#### [Task goal]
Copy out word for word the lines between the line holding "In this photo, where can the dark" and the line holding "In this photo, where can the leather", inclusive, and nothing else.

Records from a data collection
>>>

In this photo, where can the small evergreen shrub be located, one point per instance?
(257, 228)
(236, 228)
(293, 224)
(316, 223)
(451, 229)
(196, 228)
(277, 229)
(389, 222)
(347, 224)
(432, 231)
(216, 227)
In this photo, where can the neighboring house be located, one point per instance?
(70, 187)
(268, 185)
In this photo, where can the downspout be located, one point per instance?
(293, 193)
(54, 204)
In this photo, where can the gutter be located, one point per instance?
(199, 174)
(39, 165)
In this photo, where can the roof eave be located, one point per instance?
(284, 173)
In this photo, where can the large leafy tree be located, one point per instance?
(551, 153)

<<<
>>>

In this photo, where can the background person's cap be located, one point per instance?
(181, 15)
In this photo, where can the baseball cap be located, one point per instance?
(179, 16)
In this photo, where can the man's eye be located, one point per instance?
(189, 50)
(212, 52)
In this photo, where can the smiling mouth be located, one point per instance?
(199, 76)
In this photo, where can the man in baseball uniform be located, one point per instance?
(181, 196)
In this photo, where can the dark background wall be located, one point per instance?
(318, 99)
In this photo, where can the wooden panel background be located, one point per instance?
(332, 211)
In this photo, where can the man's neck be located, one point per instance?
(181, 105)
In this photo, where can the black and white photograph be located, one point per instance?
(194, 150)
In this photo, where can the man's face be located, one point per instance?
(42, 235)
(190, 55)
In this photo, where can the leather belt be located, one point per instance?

<<<

#### [Written answer]
In this photo, where can the dark background wall be located, one point per instance?
(318, 99)
In this photo, where can the wooden panel background be located, one point per instance?
(332, 211)
In this photo, where can the man's neck be located, one point per instance?
(181, 105)
In this photo, where can the black and white photograph be located, one point per instance?
(194, 150)
In this photo, where can the man's face be located, one point per instance?
(42, 235)
(190, 55)
In this photo, where can the leather belt be located, one point per instance?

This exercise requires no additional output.